Segment Start: EXCERPTED PASSAGE

Born in 1980, Okyere completed his high school education in Ghana before moving to the United States where he studied Accounting at the George Mason University in Virginia while doing varying jobs including working as a security guard.
By the time he was done with his degree, he had been given a job offer from one of the leading commercial banks in the U.S. with a $72,000 payment for a year.
Yet, Okyere decided to return to Ghana as he knew that there were so many opportunities to explore in his home country which could make him more successful than abroad.
When he came back to Ghana in 2004, he first worked with his sister in her business in order to understand the country’s business terrain before he established Westland Alliance Ltd, a telecoms company that provided international call routing services for AT&T and several international calling card companies.
Despite the company’s success, Okyere soon got tired of the telecom business. While still operating Westland Alliance, Okyere, in 2006, started working with a business acquaintance who supplied crude oil and condensates to the Tema refinery.
That is where he realized that there was a gap in the availability of storage facilities for petroleum products in Tema.
At just 26, Kevin ventured into that sector when he acquired a piece of land and built a storage farm for crude supply to Tema Oil Refinery.

Segment End: EXCERPTED PASSAGE
Segment Start: DATASET

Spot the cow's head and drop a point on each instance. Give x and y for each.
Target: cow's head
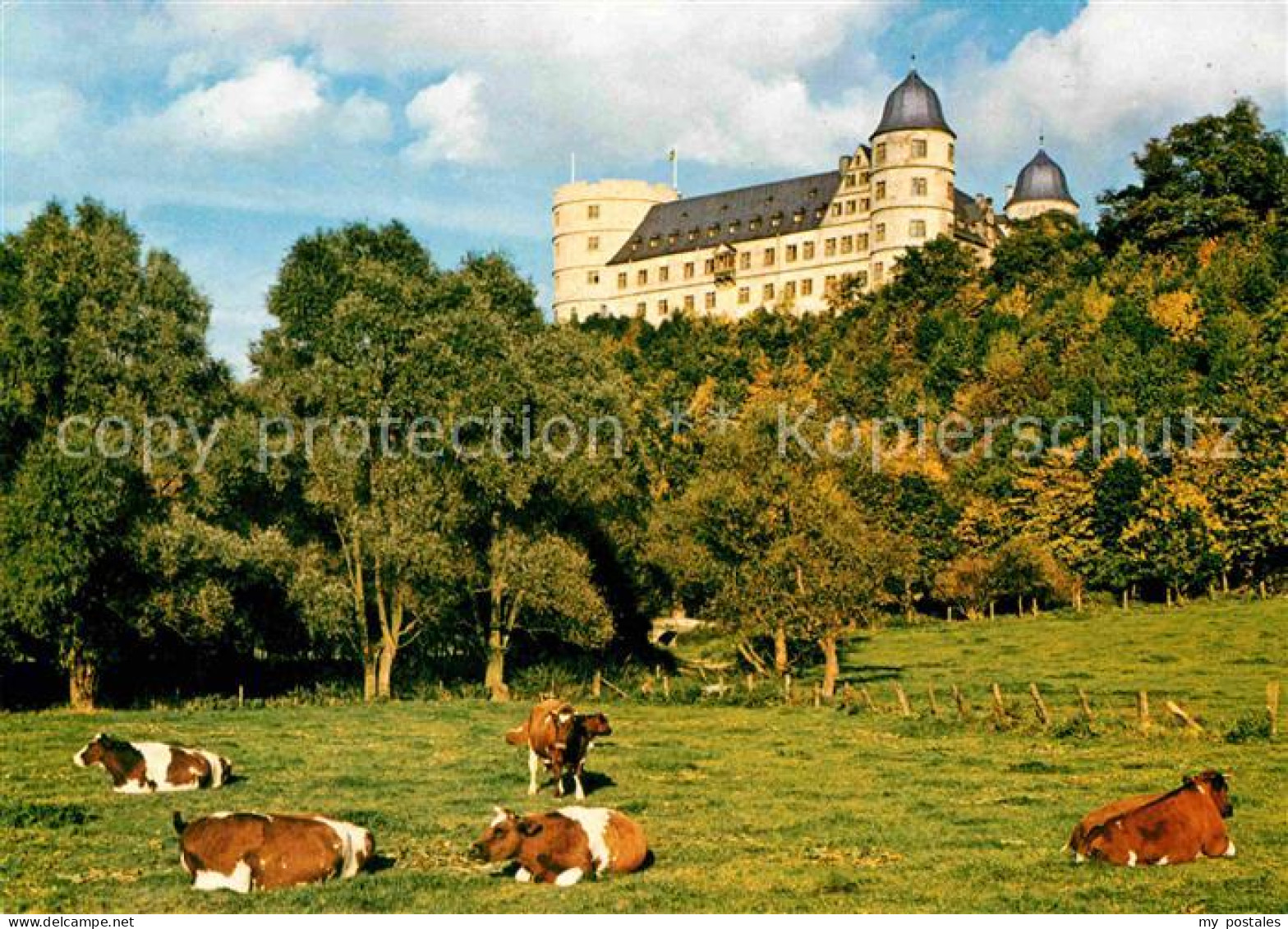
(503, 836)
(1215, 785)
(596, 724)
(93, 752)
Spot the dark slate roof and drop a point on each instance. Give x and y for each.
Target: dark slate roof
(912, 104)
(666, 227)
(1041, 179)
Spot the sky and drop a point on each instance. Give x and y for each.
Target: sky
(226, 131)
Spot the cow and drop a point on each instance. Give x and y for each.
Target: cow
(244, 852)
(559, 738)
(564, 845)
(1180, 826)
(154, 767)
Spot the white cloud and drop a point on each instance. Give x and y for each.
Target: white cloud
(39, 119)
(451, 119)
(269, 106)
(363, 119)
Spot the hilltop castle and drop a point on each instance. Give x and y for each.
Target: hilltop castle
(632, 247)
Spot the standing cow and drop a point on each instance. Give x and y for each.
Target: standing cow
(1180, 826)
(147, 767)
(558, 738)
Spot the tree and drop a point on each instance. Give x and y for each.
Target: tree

Segment End: DATASET
Segment Start: DATASET

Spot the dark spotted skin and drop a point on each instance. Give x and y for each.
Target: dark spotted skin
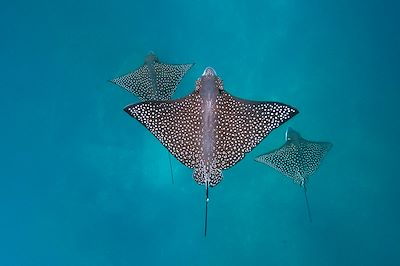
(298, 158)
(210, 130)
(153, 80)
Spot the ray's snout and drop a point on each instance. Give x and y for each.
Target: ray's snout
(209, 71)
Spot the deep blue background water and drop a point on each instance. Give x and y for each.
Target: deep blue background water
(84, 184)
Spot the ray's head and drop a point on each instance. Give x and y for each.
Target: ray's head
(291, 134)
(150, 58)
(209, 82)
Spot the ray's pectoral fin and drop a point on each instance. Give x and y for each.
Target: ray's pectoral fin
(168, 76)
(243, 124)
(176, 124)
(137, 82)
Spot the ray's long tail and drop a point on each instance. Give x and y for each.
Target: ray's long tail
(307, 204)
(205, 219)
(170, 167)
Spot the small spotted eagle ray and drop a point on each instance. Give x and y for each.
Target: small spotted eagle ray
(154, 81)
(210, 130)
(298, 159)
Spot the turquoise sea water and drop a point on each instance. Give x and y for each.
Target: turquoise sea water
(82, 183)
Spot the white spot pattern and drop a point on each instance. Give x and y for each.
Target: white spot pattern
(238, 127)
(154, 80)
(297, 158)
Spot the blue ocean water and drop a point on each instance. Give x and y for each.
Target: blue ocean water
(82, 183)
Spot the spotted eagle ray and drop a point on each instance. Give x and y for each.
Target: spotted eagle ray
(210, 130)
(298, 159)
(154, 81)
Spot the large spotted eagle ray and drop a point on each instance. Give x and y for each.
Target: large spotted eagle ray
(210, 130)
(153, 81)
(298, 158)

Segment End: DATASET

**WORK ITEM**
Can you return the passage on Okyere's career exactly as it appears, from "By the time" to "for a year.", with both ends included?

**OUTPUT OF THE EXERCISE**
By the time he was done with his degree, he had been given a job offer from one of the leading commercial banks in the U.S. with a $72,000 payment for a year.